* **原文**:
○ ○ ○
BS4将HTML解析为树形结构，可通过以下方法遍历节点的子节点、父节点、兄弟节点。

1. 遍历子节点

方法/属性	类型	说明
`contents`	列表	返回所有直接子节点（含文本/换行符）
`children`	迭代器	返回所有直接子节点（仅迭代，节省内存）
`descendants`	迭代器	返回所有子孙节点（递归遍历）

案例

# 定位div#container节点
container = soup.find('div', id='container')

# 案例1：contents（直接子节点，含换行符）
print("contents：", container.contents)  # ['\n', <p>容器内的段落</p>, '\n']

# 案例2：children（迭代直接子节点）
print("children遍历：")
for child in container.children:
    if child.name:  # 过滤换行符（无name属性）
        print(child.text)  # 容器内的段落

# 案例3：descendants（所有子孙节点）
print("descendants遍历：")
for desc in container.descendants:
    if desc.string:  # 有文本的节点
        print(desc.string.strip())  # 容器内的段落

2. 遍历父节点

方法/属性	类型	说明
`parent`	节点对象	返回直接父节点
`parents`	迭代器	返回所有祖先节点（直到根节点html）

案例

# 定位第一个a标签
a_node = soup.find('a')

# 案例1：parent（直接父节点body）
print("直接父节点：", a_node.parent.name)  # body

# 案例2：parents（所有祖先节点）
print("所有祖先节点：")
for parent in a_node.parents:
    if parent.name:
        print(parent.name)  # body → html → [document]

3. 遍历兄弟节点

方法/属性	类型	说明
`next_sibling`	节点/None	下一个兄弟节点（含换行符）
`previous_sibling`	节点/None	上一个兄弟节点（含换行符）
`next_siblings`	迭代器	后续所有兄弟节点
`previous_siblings`	迭代器	前面所有兄弟节点

案例

# 定位第一个content的p标签
content_p1 = soup.find('p', class_='content')

# 案例1：next_sibling（下一个兄弟节点，换行符）
print("下一个兄弟节点：", content_p1.next_sibling)  # '\n'

# 案例2：next_siblings（后续所有兄弟节点，过滤换行符）
print("后续兄弟节点：")
○ ○ ○
* **原始数据**:

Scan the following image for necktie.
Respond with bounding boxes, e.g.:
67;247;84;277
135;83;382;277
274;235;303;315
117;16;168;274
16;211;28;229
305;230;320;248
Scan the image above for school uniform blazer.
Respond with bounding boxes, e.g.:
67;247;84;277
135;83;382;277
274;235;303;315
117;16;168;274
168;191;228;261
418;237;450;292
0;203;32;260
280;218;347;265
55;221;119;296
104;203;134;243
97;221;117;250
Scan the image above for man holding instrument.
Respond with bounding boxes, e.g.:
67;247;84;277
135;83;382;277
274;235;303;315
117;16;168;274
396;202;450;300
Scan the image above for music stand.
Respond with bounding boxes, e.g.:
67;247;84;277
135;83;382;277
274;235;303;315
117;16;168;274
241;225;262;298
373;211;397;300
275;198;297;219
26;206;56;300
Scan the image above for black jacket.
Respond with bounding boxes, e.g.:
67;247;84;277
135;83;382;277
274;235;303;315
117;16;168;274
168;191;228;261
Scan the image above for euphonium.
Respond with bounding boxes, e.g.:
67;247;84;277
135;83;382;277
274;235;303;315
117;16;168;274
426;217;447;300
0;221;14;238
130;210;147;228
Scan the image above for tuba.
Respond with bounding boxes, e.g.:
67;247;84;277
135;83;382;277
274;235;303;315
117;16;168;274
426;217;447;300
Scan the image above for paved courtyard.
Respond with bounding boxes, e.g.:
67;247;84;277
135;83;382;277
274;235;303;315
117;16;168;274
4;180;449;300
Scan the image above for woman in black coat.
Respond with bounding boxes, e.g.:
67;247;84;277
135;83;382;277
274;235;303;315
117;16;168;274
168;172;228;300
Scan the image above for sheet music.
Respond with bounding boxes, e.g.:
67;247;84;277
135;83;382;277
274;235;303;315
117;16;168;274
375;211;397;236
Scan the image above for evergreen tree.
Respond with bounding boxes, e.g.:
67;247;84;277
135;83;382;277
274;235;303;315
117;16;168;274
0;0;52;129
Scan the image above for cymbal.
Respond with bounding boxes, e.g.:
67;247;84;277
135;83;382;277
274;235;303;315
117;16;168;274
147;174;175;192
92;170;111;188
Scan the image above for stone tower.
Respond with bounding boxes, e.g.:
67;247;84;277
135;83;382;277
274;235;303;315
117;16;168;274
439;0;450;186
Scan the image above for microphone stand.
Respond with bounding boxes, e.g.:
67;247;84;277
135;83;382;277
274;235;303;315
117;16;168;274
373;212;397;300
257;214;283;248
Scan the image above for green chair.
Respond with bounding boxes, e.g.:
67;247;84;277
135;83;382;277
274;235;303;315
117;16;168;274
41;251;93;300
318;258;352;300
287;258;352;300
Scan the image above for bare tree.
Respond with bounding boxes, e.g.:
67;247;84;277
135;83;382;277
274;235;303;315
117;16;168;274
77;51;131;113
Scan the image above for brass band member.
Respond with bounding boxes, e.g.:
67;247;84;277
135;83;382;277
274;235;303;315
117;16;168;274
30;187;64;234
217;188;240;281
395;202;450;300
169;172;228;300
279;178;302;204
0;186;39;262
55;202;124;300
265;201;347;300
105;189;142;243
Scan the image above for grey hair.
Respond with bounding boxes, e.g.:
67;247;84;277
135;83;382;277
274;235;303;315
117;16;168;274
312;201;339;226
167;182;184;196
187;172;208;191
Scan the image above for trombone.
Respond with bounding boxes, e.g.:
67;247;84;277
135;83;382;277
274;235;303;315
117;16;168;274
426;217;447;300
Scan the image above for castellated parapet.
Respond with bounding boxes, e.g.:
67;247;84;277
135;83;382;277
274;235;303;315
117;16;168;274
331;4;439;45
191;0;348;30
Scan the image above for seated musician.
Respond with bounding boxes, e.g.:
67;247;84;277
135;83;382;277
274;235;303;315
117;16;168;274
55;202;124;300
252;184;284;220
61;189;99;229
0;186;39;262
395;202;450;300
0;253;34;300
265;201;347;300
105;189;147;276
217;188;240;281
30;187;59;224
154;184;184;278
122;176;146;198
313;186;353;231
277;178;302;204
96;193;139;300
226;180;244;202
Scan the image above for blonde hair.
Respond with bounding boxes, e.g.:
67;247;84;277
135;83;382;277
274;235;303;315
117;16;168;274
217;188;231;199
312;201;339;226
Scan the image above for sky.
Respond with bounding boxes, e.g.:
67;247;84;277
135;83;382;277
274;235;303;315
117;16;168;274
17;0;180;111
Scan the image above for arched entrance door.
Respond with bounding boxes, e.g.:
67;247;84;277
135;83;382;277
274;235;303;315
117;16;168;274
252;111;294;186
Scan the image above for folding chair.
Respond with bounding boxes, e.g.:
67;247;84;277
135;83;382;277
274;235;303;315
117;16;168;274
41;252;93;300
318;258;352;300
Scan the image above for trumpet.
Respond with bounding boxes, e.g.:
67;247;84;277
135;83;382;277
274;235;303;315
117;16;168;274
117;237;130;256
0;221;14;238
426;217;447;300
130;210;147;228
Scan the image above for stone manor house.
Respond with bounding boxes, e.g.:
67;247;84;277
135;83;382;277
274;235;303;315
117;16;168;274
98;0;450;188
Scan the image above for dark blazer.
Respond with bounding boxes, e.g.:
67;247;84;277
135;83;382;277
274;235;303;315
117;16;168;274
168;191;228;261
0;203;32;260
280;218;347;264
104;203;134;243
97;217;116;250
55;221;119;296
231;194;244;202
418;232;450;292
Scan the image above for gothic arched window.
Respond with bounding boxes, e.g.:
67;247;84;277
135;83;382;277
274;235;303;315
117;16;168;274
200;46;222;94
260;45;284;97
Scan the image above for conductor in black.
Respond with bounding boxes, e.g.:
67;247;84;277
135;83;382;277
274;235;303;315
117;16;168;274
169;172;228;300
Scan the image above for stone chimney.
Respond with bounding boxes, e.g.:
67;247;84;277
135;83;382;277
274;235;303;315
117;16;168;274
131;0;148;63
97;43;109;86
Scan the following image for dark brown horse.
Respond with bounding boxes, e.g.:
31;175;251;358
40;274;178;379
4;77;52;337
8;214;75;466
○ ○ ○
* **任务**:
1. 根据关于BS4遍历节点的文字，回答下面几个小问题：
(a) 表里`children`的类型是什么？
(b) `parents`返回的祖先节点一直到哪个节点为止？
(c) `next_sibling`的类型一栏写的是什么？
2. 把关于BS4遍历节点的文字从“BS4将HTML解析为树形结”开始，到“container = soup.find('div', id='container')”为止（包括这几个字），原样一字不差地抄下来。
答题时只看关于BS4遍历节点的文字就行。

* **各题答案**:
1.
(a) 迭代器
(b) 根节点html
(c) 节点/None

2.
BS4将HTML解析为树形结构，可通过以下方法遍历节点的子节点、父节点、兄弟节点。

1. 遍历子节点

方法/属性	类型	说明
`contents`	列表	返回所有直接子节点（含文本/换行符）
`children`	迭代器	返回所有直接子节点（仅迭代，节省内存）
`descendants`	迭代器	返回所有子孙节点（递归遍历）

案例

# 定位div#container节点
container = soup.find('div', id='container')